### Textausschnitt:
Das Manko des politischen Zentrums besteht aber im Lavieren zwischen den Kräften des alten Regimes und der Volksbewegung. So war die PDP Teil der ersten Übergangsregierung Ghannouchi und hat sich nicht der Front des 14. Jänners angeschlossen, in der die Kräfte der Revolution vereint sind. Dieses Manko wird um so mehr schlagend, je mehr die Kräfte des alten Regimes sich gegen eine Entmachtung wehren. Je stärker die Konterrevolution in Tunesien agiert, desto mehr würde die En-Nahda zu einer politischen Allianz mit der Linken gezwungen werden. Allein der Stachel der Konterrevolution würde also die Bedingung für eine solche Allianz schaffen, die eine Fortsetzung des revolutionären Prozesses garantieren würde.

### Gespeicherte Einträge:

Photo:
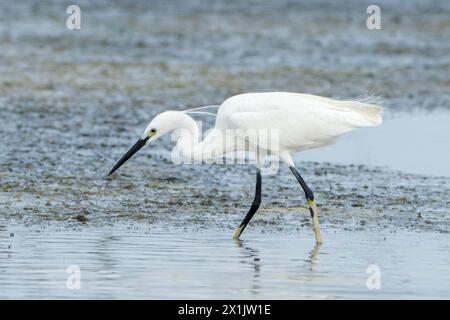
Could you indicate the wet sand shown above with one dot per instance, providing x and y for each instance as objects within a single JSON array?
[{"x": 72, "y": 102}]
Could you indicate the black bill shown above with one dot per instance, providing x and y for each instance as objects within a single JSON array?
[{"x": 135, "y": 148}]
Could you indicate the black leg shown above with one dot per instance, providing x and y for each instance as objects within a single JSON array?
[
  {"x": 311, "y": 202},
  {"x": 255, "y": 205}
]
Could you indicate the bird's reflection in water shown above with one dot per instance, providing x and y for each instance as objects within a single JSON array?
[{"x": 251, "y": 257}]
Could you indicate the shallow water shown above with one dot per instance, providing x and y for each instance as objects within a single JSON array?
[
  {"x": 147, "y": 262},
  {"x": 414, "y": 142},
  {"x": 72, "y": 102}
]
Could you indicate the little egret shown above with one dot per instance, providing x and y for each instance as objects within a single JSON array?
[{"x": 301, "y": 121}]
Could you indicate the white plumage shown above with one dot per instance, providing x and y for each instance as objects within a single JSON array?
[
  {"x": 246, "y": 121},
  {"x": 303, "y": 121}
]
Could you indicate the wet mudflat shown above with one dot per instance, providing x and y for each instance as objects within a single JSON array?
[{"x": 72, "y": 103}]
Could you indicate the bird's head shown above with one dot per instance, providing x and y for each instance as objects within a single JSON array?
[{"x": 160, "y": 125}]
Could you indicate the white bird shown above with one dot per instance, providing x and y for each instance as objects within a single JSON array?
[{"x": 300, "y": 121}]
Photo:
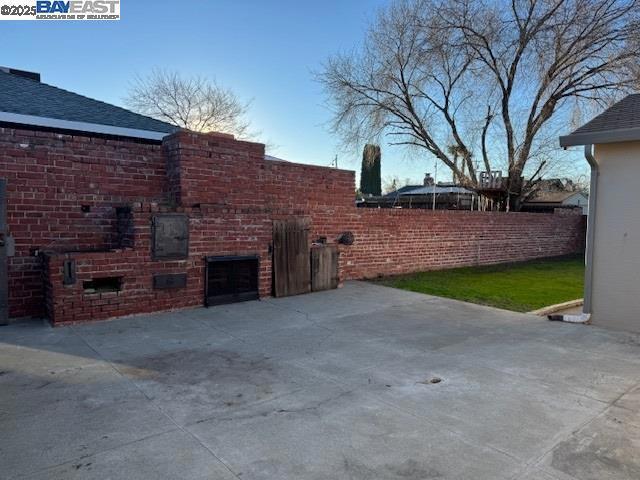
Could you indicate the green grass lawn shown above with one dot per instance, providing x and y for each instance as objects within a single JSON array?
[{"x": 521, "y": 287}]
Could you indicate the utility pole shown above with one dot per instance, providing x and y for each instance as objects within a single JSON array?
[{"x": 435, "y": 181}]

* * *

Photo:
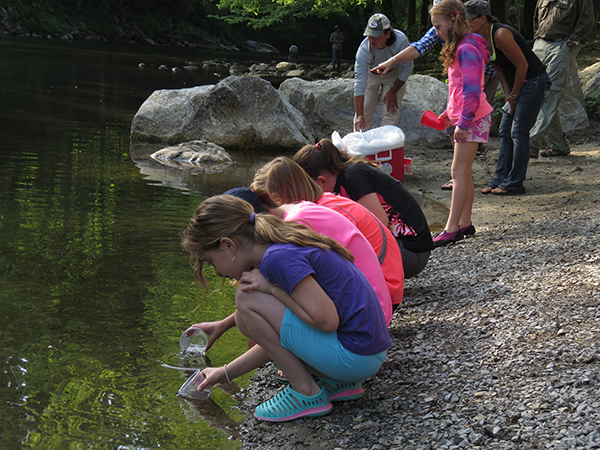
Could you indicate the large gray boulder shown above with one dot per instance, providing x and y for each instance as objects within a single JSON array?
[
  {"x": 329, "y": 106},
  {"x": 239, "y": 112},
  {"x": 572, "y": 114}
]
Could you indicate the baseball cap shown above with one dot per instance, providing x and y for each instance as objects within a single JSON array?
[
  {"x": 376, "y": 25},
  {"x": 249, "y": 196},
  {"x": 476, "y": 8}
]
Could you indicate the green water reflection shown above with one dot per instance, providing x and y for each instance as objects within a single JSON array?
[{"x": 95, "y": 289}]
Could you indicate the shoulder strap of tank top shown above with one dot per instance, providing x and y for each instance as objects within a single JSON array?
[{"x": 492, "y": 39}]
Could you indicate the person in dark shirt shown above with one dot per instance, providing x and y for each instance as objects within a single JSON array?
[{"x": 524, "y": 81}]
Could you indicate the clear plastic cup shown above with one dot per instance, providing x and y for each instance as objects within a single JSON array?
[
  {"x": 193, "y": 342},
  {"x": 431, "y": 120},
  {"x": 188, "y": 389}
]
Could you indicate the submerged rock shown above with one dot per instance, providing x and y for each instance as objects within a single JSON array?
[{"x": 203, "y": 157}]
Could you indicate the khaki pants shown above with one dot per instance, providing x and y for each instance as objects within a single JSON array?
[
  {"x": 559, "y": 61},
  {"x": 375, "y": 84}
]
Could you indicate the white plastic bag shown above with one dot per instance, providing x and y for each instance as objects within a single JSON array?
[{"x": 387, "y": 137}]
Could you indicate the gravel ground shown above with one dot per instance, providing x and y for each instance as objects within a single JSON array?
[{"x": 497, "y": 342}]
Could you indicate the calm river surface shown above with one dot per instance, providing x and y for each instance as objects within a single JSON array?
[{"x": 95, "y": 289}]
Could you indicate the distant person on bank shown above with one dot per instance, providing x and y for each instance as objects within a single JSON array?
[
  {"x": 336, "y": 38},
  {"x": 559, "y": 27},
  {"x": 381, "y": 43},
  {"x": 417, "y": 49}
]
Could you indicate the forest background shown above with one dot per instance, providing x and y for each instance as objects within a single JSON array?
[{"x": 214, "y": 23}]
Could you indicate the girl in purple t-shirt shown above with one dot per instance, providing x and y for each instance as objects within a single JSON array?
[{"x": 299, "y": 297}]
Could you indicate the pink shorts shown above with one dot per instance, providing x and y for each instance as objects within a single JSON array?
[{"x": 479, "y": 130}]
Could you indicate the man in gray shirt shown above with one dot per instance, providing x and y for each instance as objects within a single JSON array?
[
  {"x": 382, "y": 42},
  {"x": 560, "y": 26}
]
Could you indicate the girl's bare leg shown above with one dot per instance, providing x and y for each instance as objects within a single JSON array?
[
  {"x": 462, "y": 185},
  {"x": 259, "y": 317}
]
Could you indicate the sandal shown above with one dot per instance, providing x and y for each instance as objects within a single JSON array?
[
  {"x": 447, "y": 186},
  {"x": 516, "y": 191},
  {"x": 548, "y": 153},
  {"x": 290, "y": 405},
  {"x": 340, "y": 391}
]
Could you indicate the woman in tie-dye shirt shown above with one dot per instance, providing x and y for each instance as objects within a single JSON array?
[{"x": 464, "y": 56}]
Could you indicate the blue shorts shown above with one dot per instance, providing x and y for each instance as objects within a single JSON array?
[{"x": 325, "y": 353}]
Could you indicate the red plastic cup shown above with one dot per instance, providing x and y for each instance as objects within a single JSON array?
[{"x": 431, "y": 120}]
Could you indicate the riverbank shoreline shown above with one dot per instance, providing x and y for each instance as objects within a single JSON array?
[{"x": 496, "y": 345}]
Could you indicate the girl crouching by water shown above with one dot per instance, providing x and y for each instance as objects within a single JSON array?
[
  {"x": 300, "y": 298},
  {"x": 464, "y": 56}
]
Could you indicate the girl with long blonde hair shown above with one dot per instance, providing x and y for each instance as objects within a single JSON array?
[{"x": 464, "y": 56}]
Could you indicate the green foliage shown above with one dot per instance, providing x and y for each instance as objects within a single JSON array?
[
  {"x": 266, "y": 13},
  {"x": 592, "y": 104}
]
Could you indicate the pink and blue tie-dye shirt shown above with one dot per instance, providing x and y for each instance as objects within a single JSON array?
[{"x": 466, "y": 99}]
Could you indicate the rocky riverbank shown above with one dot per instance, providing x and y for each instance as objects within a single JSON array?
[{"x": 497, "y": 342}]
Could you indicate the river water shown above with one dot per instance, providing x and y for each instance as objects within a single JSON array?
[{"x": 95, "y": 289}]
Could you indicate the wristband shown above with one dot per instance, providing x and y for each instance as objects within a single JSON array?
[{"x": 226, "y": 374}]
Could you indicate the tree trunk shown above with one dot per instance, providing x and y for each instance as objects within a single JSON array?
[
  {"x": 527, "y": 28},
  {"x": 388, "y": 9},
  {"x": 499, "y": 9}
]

--

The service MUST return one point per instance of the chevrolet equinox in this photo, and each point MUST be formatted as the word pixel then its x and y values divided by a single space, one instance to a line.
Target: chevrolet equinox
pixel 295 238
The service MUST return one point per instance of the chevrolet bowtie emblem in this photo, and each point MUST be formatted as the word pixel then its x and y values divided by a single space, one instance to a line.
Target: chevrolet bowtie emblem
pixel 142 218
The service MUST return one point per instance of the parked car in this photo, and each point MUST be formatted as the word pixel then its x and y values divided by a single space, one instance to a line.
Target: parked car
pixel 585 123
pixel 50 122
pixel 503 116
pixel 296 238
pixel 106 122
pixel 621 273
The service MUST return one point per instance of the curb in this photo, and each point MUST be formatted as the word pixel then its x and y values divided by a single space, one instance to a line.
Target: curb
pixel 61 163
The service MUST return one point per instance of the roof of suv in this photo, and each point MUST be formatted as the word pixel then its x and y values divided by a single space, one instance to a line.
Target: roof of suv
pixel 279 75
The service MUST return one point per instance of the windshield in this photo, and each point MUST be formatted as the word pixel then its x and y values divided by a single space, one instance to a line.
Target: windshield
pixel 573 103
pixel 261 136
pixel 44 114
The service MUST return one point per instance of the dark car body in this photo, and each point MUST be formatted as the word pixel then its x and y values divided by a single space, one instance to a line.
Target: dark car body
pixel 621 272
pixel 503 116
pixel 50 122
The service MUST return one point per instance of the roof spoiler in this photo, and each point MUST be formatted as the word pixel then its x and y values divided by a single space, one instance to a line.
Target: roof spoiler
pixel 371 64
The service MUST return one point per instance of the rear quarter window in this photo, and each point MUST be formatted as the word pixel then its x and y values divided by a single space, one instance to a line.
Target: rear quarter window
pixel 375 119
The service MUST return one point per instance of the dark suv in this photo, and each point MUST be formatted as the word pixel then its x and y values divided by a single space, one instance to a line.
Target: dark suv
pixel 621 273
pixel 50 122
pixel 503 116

### Erforderlicher Schritt A:
Beantworte zum Textausschnitt oben diese Fragen:
(i) Welcher Regierung gehörte die PDP an?
(ii) Wie heißt die Front, in der die Kräfte der Revolution vereint sind?
(iii) Zu welcher Allianz würde die En-Nahda gezwungen, je stärker die Konterrevolution agiert?
### Erforderlicher Schritt B:
Tausche im Textausschnitt „Konterrevolution“ gegen „Gegenrevolution“ aus und gib dabei alles von „Das Manko des“ bis hinunter zu „Prozesses garantieren würde.“ wieder.

### Ihre Lösung A:
(i) Der ersten Übergangsregierung Ghannouchi.
(ii) Front des 14. Jänners.
(iii) Zu einer politischen Allianz mit der Linken.

### Ihre Lösung B:
Das Manko des politischen Zentrums besteht aber im Lavieren zwischen den Kräften des alten Regimes und der Volksbewegung. So war die PDP Teil der ersten Übergangsregierung Ghannouchi und hat sich nicht der Front des 14. Jänners angeschlossen, in der die Kräfte der Revolution vereint sind. Dieses Manko wird um so mehr schlagend, je mehr die Kräfte des alten Regimes sich gegen eine Entmachtung wehren. Je stärker die Gegenrevolution in Tunesien agiert, desto mehr würde die En-Nahda zu einer politischen Allianz mit der Linken gezwungen werden. Allein der Stachel der Gegenrevolution würde also die Bedingung für eine solche Allianz schaffen, die eine Fortsetzung des revolutionären Prozesses garantieren würde.